(Data listing)
- - -

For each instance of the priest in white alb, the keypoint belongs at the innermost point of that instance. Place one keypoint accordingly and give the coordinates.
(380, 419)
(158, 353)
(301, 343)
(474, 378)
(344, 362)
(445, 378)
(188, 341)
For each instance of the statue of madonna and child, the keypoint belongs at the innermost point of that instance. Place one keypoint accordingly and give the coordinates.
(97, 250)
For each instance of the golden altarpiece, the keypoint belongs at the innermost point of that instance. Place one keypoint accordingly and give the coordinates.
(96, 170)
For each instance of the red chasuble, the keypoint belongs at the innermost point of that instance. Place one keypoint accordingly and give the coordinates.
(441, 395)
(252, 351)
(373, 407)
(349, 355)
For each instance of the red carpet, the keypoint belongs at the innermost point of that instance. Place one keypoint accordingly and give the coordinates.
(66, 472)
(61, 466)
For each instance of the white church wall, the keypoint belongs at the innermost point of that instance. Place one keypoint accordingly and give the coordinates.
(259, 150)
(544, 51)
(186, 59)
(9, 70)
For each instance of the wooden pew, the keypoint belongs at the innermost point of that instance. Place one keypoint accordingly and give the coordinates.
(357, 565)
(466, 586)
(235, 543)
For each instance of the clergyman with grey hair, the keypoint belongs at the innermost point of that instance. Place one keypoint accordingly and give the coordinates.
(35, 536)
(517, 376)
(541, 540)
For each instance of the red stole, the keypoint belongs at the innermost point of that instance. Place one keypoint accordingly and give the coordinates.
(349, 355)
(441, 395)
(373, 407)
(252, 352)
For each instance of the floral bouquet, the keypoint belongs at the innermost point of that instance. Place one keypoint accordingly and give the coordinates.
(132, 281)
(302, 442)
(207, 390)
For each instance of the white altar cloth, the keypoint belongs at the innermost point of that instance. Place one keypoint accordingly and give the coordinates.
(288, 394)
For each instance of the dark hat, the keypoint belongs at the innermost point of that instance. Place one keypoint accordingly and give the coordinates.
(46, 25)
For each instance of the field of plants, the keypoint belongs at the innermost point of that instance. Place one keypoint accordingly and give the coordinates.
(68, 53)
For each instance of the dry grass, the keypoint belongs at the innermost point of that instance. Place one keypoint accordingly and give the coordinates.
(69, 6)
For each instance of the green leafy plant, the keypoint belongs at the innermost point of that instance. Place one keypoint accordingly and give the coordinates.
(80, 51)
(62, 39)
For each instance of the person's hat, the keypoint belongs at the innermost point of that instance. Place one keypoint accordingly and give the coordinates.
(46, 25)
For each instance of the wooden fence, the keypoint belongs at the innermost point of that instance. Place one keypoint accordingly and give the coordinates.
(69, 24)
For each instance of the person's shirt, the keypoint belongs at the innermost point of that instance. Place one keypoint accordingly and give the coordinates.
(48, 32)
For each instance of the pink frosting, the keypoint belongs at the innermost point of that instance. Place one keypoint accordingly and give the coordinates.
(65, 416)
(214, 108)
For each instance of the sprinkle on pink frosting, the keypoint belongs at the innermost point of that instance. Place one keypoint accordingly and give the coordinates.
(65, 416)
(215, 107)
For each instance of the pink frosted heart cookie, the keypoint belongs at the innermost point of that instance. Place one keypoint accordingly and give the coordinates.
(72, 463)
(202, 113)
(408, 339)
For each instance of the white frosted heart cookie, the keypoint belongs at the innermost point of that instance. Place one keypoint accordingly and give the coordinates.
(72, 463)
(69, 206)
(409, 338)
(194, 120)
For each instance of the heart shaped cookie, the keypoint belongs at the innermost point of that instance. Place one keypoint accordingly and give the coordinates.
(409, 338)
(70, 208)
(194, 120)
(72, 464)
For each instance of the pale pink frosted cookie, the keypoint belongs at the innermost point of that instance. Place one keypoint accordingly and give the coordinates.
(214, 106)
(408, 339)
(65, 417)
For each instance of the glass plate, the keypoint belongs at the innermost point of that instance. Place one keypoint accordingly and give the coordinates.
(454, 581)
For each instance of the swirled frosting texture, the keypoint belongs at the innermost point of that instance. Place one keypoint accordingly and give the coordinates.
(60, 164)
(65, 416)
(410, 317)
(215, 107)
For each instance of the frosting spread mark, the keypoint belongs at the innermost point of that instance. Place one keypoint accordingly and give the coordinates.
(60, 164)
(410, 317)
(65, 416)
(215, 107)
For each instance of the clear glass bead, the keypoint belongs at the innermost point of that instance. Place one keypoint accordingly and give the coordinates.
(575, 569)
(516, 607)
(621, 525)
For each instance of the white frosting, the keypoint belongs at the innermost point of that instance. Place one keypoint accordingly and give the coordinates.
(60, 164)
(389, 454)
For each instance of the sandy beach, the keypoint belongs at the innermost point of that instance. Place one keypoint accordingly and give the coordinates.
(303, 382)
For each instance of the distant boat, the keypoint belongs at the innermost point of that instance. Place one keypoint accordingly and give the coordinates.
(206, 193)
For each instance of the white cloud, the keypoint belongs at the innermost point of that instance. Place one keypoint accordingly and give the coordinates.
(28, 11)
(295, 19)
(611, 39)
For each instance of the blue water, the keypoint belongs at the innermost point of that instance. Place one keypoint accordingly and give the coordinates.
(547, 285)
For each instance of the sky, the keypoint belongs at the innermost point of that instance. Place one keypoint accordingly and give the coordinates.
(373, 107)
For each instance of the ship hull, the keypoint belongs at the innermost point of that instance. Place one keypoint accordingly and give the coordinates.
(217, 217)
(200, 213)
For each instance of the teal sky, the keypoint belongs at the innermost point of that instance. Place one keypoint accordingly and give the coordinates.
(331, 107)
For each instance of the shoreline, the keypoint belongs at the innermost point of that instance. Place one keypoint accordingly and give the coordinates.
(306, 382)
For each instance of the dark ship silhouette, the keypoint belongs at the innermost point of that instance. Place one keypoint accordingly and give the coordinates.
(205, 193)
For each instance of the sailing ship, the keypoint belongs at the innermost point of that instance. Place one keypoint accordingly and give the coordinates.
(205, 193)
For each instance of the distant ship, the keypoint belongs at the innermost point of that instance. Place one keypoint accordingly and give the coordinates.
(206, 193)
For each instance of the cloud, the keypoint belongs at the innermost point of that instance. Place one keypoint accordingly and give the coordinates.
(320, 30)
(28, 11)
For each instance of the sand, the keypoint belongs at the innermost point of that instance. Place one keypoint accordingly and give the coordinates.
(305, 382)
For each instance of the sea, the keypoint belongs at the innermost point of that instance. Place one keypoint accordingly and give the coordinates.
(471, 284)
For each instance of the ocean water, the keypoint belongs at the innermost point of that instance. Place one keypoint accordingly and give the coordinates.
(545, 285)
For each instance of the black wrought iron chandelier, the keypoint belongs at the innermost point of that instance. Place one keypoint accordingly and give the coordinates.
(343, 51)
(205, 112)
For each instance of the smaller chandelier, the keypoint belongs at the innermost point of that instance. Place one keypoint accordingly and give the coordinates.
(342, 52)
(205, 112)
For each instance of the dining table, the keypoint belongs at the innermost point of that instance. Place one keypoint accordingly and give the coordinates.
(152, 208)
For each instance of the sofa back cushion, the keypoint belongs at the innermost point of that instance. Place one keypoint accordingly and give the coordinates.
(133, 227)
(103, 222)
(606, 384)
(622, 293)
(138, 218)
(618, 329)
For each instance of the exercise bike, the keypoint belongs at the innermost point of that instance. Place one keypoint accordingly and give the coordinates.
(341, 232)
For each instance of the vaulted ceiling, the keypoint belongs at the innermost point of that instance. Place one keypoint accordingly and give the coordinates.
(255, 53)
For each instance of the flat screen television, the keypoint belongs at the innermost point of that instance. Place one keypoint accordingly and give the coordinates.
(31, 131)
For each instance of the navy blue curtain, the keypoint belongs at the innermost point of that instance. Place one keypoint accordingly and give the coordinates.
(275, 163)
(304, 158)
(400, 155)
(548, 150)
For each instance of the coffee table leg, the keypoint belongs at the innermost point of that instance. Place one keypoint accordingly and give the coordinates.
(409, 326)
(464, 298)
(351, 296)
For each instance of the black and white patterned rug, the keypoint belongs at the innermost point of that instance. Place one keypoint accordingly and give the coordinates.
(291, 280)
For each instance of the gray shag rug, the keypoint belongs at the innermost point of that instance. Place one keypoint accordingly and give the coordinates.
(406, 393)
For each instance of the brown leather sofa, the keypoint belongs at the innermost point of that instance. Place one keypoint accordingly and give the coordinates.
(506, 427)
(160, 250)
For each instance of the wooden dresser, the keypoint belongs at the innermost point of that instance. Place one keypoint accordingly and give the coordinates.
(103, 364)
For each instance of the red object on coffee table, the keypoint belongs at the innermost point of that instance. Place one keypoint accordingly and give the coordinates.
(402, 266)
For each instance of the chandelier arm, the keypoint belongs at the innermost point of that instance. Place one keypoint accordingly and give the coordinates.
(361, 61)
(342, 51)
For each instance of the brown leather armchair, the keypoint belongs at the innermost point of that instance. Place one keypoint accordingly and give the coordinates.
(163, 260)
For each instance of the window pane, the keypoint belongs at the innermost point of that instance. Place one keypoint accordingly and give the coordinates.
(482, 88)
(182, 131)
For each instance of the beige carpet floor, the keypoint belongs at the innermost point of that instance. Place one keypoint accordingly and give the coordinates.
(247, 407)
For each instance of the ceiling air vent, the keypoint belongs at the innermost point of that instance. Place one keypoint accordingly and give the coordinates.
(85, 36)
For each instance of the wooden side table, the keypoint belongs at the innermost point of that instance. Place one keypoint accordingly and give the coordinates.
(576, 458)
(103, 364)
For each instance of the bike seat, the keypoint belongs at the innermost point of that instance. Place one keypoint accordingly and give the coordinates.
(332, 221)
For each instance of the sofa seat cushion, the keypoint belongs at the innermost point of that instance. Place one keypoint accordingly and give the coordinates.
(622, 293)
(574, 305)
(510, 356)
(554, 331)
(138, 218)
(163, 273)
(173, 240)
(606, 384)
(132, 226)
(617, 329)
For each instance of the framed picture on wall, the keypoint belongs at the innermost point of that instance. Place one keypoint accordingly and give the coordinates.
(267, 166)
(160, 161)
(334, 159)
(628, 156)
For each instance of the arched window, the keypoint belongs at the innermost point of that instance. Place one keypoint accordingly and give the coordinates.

- - -

__Work to complete__:
Return the lines above, from the one containing "For each instance of the beige" to the end, exactly as they stand.

__Final result__:
For each instance of the beige carpet floor, the keypoint belongs at the innermost point of that instance. Place one keypoint accordingly and give the coordinates.
(247, 407)
For each instance of the ceiling air vent, the keypoint belongs at the innermost point of that instance. Place one keypoint accordingly and give the coordinates.
(85, 36)
For each instance of the wooden side table, the keypoint belongs at the innermost point of that instance. Place one keypoint accordingly and give the coordinates.
(576, 458)
(103, 364)
For each instance of the bike seat, the keypoint belongs at the innermost point of that instance. Place one keypoint accordingly and give the coordinates.
(332, 221)
For each instance of the sofa seat cushion, the keypoint belongs at the innermost point of that instance. Place one keypoint accordingly and give the coordinates.
(622, 293)
(574, 305)
(510, 356)
(554, 331)
(138, 218)
(163, 273)
(173, 240)
(606, 384)
(132, 226)
(617, 329)
For each instance of the framed picture on wall, the keypoint belongs at the innermost point of that instance. Place one keypoint accordingly and give the coordinates.
(267, 166)
(160, 161)
(334, 159)
(628, 156)
For each instance of the arched window, the keypoint belongs at the innermost point of that instance. Place one keypoint accordingly and give the coordinates.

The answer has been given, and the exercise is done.